The following was presented as part of a panel presentation at the 2016 CAA Conference entitled The Aesthetics of Displacement. The panel was hosted by Cecilia Mandrile, and included some really interesting folks, like Paul Laidler, Donna Moran, Teresa Jaynes, David Sheridan Areford, Amze Emmons, and Enrique Martinez Leal.
The notion of displacement is one that all artists making lens-based work are aware of. No matter your training, no matter whether you are a member of Bresson’s cult ‘Of The Moment’, no matter whether you spend your days previsualizing every aspect of your life à la Adams, you are constantly confronting the fact that each and every image you make has become inexorably repositioned within the world. The image created has arrested a moment, the event excised and embalmed for study, for viewership.
However, some of the most powerful images with which we are confronted in our everyday lives are not made by those of us who spend our days thinking about the making, meaning, and power of those images. Many of these images are made by mere witnesses, people caught up in moments they feel the need to capture, with technology making this action more and more common. Subsequently, a portion of these images become so powerful and emblematic of a particular moment, that they displace the temporal in near entirety. The display and re-display of the image grants it a weight that the singular moment could never attain, being further empowered by that fact that each presentation of the image allows for a new audience, a new set of witnesses to the event.
Lens-based media, split into the camps of moving video and still photographs, struggles through a problematic marriage. Photographs speak to their reality by their very framing, the literality of having edges that can be touched, their object-hood on full display. Videos, on the other hand, tend to shy away from their reality due to their lack of materiality and utter reliance on the screen. There exists a very real power struggle between the two types of recording, with the still image relying upon its focus to compensate for being but a snippet of an event, and the video image relying upon its encompassing of a moment to compensate for its reactive and choppy nature. In documentary terms we often presume a video recording to be a greater indicator of the reality of an event based upon gestalt principles – a photograph is the trace of an exceptionally finite moment, while the video is summation of hundreds or thousands or more of photographs, the accumulation of which points to the real in an altogether different fashion. (Non)Graphic Images of Violence operates with both in an effort to force viewers to confront a greater issue with all lens-based media.

################

OBJECTIVE A » Select each line of the listing that contains the string "ruffled", matching case exactly.
The displacement essay and the listing have no connection to each other.

################

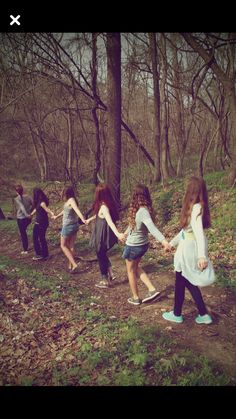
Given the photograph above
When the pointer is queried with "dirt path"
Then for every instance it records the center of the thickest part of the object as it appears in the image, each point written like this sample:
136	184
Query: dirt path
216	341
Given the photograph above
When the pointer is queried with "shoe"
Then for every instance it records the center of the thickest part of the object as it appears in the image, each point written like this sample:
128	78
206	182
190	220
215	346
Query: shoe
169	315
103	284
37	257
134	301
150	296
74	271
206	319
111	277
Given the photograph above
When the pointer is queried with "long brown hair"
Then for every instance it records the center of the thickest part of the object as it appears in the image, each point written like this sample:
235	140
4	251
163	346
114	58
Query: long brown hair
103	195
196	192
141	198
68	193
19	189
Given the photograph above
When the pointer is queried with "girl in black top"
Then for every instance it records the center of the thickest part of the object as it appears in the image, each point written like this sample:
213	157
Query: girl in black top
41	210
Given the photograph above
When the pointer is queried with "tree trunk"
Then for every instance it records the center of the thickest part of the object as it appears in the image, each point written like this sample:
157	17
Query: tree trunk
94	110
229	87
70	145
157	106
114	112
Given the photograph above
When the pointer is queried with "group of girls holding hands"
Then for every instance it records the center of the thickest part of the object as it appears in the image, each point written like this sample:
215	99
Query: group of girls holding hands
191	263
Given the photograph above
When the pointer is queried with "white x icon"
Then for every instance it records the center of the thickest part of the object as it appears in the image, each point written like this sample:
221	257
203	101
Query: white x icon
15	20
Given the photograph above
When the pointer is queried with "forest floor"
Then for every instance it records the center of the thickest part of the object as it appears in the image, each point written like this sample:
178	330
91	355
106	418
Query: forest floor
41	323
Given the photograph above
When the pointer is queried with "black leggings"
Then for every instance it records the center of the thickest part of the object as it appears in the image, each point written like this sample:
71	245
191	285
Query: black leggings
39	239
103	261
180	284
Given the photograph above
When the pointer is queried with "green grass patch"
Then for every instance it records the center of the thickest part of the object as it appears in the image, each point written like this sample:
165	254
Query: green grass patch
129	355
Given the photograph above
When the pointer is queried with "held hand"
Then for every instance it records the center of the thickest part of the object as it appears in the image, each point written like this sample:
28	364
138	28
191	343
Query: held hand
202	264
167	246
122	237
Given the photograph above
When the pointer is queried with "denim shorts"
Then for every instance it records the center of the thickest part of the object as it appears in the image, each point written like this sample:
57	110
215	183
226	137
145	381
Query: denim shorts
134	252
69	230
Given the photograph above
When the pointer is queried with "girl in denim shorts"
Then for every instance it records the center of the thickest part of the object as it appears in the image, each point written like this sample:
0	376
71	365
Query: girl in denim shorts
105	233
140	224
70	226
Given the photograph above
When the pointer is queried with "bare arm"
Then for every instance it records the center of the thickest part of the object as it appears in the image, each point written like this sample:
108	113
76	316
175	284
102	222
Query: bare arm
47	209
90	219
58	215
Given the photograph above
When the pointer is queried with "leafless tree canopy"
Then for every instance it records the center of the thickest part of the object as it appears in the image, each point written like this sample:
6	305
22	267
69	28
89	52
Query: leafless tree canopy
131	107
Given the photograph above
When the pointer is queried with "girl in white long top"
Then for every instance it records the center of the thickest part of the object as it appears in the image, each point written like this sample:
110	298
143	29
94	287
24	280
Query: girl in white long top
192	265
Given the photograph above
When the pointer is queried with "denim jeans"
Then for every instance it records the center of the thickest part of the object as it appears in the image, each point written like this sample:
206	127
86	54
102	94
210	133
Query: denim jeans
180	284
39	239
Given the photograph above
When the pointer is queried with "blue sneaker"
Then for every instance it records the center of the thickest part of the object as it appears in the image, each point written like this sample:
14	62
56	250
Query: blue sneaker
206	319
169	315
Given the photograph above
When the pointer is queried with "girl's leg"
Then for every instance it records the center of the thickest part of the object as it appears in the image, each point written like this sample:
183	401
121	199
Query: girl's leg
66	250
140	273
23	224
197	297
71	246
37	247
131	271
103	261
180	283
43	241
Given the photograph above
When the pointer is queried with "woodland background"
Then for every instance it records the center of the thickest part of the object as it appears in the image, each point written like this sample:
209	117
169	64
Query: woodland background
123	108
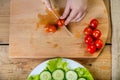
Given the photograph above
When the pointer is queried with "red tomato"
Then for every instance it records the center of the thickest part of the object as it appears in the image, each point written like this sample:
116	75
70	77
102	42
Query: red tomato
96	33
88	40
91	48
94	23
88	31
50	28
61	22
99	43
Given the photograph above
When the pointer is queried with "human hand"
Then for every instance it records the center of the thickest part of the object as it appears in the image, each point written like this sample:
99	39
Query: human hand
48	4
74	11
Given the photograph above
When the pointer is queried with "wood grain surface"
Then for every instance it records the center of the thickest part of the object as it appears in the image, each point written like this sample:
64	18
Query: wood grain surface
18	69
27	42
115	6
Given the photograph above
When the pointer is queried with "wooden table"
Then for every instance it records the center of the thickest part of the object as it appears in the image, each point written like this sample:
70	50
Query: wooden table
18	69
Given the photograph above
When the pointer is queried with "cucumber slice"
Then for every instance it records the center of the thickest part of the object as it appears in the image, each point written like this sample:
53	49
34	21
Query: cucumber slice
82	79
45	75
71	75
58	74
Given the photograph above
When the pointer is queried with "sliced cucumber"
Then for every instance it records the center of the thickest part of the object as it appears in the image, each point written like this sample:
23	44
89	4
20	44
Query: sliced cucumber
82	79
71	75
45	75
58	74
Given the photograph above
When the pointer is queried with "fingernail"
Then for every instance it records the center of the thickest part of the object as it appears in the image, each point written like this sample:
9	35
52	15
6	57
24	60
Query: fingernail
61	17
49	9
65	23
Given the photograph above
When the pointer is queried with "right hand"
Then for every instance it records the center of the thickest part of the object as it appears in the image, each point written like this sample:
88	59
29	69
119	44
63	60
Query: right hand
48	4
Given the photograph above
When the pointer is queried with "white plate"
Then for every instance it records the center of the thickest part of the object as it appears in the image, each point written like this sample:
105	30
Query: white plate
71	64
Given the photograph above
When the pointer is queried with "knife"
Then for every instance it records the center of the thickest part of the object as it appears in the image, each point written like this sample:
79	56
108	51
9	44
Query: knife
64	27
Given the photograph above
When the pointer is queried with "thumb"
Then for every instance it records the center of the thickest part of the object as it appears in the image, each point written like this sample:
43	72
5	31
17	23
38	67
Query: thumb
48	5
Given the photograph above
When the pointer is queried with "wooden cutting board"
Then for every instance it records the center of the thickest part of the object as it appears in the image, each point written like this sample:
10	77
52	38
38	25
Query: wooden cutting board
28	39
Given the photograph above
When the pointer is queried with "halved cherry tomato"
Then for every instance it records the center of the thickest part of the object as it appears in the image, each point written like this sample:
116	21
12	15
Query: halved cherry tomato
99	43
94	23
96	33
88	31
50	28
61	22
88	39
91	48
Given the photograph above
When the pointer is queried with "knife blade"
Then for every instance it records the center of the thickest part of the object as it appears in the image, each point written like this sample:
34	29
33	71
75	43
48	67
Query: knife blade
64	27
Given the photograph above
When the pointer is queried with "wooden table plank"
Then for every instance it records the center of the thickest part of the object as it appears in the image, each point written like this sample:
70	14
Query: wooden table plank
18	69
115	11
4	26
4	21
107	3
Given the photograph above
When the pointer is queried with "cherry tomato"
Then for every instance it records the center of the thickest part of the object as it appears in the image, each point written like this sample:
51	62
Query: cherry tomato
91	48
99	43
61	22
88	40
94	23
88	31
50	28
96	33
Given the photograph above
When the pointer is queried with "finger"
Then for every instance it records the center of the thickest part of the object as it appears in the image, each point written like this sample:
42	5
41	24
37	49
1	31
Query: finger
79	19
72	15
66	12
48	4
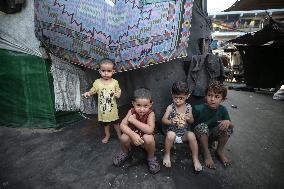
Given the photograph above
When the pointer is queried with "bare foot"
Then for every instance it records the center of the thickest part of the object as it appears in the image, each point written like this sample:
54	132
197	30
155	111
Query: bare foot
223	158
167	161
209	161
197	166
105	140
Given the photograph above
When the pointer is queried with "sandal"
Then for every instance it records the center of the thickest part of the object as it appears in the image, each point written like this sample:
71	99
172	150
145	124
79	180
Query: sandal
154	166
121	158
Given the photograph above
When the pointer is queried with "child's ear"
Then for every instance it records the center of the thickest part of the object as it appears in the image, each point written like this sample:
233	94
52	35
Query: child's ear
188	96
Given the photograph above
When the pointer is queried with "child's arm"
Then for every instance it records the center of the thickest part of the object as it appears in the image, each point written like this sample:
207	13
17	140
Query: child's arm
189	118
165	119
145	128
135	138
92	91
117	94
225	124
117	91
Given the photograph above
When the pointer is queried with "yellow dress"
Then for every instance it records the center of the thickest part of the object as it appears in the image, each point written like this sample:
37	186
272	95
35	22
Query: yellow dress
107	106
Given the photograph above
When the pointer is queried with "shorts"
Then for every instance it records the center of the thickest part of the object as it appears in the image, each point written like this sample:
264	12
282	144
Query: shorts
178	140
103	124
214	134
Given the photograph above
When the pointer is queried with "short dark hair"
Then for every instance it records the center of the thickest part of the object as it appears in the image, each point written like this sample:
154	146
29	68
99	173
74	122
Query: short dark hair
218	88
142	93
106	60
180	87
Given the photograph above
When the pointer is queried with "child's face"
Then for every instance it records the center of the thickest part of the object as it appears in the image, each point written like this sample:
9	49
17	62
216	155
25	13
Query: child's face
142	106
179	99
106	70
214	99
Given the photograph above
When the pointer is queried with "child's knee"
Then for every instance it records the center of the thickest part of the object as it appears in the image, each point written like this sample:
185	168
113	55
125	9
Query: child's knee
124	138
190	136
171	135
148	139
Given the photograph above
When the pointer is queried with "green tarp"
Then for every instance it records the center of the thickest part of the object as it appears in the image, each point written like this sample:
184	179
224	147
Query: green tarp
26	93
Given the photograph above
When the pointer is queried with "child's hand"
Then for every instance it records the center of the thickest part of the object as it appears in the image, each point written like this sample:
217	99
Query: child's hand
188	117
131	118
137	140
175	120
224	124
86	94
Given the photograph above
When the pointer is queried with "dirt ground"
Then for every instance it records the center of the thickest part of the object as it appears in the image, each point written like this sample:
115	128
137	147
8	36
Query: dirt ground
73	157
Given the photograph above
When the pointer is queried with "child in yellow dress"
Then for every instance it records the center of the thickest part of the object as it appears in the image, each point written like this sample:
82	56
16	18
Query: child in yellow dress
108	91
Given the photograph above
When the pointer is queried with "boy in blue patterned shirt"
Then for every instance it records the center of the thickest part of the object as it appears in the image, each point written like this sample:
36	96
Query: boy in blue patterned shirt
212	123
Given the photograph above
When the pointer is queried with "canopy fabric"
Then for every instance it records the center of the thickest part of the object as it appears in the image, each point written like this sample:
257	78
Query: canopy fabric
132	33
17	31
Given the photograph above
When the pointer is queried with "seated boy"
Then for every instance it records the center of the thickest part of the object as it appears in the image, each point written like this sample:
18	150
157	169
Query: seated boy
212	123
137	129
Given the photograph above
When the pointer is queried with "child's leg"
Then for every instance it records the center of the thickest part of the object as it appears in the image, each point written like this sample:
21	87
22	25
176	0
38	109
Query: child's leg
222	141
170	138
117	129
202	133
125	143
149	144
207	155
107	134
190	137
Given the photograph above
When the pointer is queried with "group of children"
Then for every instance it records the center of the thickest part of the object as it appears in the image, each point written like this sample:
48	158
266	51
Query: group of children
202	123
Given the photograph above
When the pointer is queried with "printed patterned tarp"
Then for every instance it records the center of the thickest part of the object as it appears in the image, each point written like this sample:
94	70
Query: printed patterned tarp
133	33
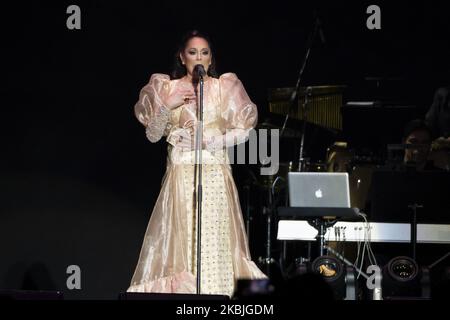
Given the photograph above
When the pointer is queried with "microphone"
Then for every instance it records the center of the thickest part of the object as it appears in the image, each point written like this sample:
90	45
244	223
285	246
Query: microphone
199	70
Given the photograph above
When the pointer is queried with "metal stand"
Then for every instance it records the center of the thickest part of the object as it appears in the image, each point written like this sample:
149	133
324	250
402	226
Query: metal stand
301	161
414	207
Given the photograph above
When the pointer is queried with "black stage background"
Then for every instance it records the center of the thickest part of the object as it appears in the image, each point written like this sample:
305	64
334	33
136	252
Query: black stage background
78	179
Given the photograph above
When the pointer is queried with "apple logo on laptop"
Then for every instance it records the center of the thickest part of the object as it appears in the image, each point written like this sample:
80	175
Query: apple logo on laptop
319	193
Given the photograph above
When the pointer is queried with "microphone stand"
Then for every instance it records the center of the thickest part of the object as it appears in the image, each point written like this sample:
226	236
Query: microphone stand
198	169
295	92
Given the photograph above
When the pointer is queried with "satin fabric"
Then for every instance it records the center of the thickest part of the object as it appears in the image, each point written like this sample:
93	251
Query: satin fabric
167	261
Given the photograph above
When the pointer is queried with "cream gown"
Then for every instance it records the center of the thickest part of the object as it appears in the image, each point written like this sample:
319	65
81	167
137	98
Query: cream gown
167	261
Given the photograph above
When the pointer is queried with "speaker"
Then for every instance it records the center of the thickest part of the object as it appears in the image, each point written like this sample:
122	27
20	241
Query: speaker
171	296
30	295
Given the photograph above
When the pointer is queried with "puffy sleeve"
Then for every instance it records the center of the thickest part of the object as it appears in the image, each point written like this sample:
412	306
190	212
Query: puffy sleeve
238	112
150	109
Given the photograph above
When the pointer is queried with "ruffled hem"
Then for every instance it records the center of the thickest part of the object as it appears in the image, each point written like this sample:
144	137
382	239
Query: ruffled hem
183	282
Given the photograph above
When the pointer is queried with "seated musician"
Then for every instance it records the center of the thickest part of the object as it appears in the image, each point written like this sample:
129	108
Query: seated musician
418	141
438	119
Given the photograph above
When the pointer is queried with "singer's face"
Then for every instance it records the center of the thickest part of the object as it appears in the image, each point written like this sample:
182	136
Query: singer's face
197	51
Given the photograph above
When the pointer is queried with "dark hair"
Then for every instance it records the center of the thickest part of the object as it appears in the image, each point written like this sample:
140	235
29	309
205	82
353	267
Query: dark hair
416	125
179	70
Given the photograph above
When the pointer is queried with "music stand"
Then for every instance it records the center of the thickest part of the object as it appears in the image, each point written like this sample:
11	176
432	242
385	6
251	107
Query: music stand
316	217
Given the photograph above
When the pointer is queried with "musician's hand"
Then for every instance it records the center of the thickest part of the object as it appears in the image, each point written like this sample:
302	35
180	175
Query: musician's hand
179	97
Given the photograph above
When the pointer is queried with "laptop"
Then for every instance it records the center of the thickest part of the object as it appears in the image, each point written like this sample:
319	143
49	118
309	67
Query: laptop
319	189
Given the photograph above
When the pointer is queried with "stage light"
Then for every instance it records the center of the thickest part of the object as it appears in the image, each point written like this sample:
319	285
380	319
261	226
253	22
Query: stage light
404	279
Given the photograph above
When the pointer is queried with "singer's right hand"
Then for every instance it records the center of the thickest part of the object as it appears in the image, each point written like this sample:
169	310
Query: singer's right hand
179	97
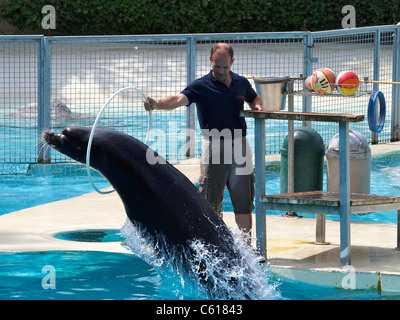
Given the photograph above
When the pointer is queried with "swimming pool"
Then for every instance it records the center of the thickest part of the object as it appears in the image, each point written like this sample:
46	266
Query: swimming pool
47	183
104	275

################

OBJECTIVE B » Name the people the displacement essay says the panel included, apart from its host.

EXERCISE RESPONSE A »
When the pointer is queried with "ruffled hem"
Query: ruffled hem

EXERCISE RESPONSE B » Paul Laidler, Donna Moran, Teresa Jaynes, David Sheridan Areford, Amze Emmons, Enrique Martinez Leal